EXERCISE AIM. Transcribe the entries below exactly.

------ DATA FOR THIS TASK ------

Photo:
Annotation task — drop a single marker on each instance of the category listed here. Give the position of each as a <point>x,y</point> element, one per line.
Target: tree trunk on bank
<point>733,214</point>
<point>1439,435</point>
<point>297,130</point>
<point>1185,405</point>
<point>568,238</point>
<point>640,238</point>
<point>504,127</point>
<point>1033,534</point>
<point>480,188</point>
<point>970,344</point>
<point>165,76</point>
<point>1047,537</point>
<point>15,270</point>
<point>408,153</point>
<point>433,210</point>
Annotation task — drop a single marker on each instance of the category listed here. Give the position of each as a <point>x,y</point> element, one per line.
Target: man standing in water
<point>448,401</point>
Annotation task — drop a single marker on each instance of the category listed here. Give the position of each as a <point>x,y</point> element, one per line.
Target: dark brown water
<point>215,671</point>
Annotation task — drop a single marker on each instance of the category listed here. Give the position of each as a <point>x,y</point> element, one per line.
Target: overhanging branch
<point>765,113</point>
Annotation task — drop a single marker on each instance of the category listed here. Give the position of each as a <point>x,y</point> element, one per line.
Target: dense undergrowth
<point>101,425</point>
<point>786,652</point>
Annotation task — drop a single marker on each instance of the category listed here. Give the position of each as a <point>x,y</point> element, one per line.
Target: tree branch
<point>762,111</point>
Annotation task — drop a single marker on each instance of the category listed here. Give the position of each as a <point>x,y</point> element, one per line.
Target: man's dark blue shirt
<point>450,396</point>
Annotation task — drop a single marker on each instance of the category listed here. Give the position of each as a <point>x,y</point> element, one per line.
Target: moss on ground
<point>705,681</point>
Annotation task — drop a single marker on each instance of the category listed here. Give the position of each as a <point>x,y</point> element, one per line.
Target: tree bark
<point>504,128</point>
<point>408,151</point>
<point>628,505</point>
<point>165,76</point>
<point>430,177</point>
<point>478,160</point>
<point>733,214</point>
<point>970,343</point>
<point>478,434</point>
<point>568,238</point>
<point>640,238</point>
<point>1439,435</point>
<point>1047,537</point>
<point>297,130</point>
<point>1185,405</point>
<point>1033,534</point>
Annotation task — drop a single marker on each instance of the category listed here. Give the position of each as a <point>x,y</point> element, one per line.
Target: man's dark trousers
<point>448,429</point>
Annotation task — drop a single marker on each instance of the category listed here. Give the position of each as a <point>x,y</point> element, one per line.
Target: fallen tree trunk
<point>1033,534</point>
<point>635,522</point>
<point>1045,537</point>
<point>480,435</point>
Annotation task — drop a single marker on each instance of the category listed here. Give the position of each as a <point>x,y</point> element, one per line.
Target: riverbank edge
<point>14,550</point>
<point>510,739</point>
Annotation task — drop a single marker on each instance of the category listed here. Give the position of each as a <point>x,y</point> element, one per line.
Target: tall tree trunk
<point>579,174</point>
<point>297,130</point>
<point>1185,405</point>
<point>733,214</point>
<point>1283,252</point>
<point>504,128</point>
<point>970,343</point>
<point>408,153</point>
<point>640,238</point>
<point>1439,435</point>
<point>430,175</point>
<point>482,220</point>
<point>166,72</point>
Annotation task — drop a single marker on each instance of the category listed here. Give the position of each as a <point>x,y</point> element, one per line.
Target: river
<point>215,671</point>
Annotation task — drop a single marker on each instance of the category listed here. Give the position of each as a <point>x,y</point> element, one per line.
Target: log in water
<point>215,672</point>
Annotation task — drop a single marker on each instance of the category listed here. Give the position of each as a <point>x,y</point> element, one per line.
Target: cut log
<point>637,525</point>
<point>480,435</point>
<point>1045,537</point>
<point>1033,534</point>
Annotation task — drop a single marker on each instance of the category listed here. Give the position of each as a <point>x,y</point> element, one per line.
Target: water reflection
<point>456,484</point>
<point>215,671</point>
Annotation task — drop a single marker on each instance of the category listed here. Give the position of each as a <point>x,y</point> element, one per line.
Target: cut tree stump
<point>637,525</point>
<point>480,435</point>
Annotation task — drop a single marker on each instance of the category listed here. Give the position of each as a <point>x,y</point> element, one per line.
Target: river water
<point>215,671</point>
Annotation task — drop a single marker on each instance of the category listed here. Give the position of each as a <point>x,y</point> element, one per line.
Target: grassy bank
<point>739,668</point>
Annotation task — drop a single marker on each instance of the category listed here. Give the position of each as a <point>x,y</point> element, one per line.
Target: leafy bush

------

YOUR SOLUTION.
Photo:
Annotation task — drop a single marker on each instance of the category listed here. Give the position of each as a <point>x,y</point> element, one per line.
Target: tree trunk on bank
<point>733,214</point>
<point>1439,435</point>
<point>297,130</point>
<point>1185,405</point>
<point>568,238</point>
<point>640,238</point>
<point>504,127</point>
<point>1033,534</point>
<point>480,188</point>
<point>970,344</point>
<point>165,76</point>
<point>1047,537</point>
<point>15,270</point>
<point>408,153</point>
<point>433,210</point>
Annotation task — drop a single marker on each instance of the category listed here. Give the position of each as a <point>x,y</point> element, one per line.
Target: man standing in water
<point>448,401</point>
Annotation task — drop a single marker on each instance of the category listed here. Give the position of each as a <point>x,y</point> element, one per line.
Target: dark brown water
<point>215,671</point>
Annotation task — drop a single marker on each instance of the category listed here. Give the position of each as a <point>x,y</point> element, one per line.
Target: overhanging branch
<point>765,113</point>
Annotation task — drop a single marker on each instance of the category listed here. Give the position of each as a <point>x,y</point> element, one per line.
Target: dense undergrowth
<point>101,425</point>
<point>786,652</point>
Annotation task — drop a single marker on each instance of the category listed here. Give the position of each as a <point>x,y</point> element, one per line.
Target: tree branch
<point>762,111</point>
Annotation task — drop a single marker on each instance of the category listed here. Give the position of each as a <point>x,y</point> element, one per line.
Target: man's dark blue shirt
<point>450,396</point>
Annotation task — drop a single marker on each instance of the category listed here. Give the position of each as a <point>x,y</point> element, one per line.
Target: moss on ground
<point>705,681</point>
Annotation task — drop a single marker on each instance of the category listed here. Give the position of each as a <point>x,y</point> element, one per line.
Target: tree bark
<point>504,128</point>
<point>408,151</point>
<point>628,505</point>
<point>165,76</point>
<point>430,177</point>
<point>478,160</point>
<point>733,214</point>
<point>970,343</point>
<point>478,434</point>
<point>568,238</point>
<point>640,238</point>
<point>1439,435</point>
<point>1047,537</point>
<point>297,130</point>
<point>1185,405</point>
<point>1033,534</point>
Annotation task — drop a single marker on each instance of the category listed here. Give the position of each as a <point>x,y</point> element, one per line.
Target: man's dark trousers
<point>448,429</point>
Annotation task — drop a single marker on each instance of the category listed here. Give the position of each as a <point>x,y</point> element, one per line.
Target: fallen tree trunk
<point>1033,534</point>
<point>635,522</point>
<point>1045,537</point>
<point>480,435</point>
Annotation task — drop a single marker on each instance of the category listed here. Give the position of each as a <point>x,y</point> element, one per line.
Target: riverbank edge
<point>14,550</point>
<point>510,739</point>
Annotation task — drop a single marker on each instance of the category listed here. Give the position of each as a <point>x,y</point> element, one per line.
Target: tall tree trunk
<point>579,174</point>
<point>297,130</point>
<point>1185,405</point>
<point>733,214</point>
<point>1283,252</point>
<point>504,128</point>
<point>970,343</point>
<point>408,153</point>
<point>640,238</point>
<point>1439,435</point>
<point>430,175</point>
<point>482,220</point>
<point>166,72</point>
Annotation task — drop a single marker on each instance of the category listed here. Give the position of each as a <point>x,y</point> element, one per line.
Target: river
<point>215,671</point>
Annotation task — drop a single marker on each instance of the category listed here. Give the position of each as a <point>x,y</point> element, one per line.
Target: log in water
<point>215,672</point>
Annotation task — drop a single marker on each instance of the category listed here. Give the position of each as a <point>x,y</point> element, one per line.
Target: cut log
<point>637,525</point>
<point>480,435</point>
<point>1045,537</point>
<point>1033,534</point>
Annotation task — drop a single marker on each instance of the category listed here. Give the position of each as a <point>x,y</point> element, one per line.
Target: water reflection
<point>456,484</point>
<point>215,671</point>
Annotation task — drop a single marker on each instance of the category listed here. Give the position of each as a <point>x,y</point> element, one per line.
Target: cut tree stump
<point>637,525</point>
<point>480,435</point>
Annotation task — drop a single marker on each instance of the category listed here. Give the position of each as a <point>x,y</point> element, one per line.
Target: river water
<point>215,671</point>
Annotation task — drop a single marker on each instance of the category listed here. Give the position of each as a <point>x,y</point> element, one per line.
Target: grassy bank
<point>739,668</point>
Annotation task — drop a single marker on each instance of the category listed here. Give the position of each as a <point>x,y</point> element, one per line.
Target: leafy bush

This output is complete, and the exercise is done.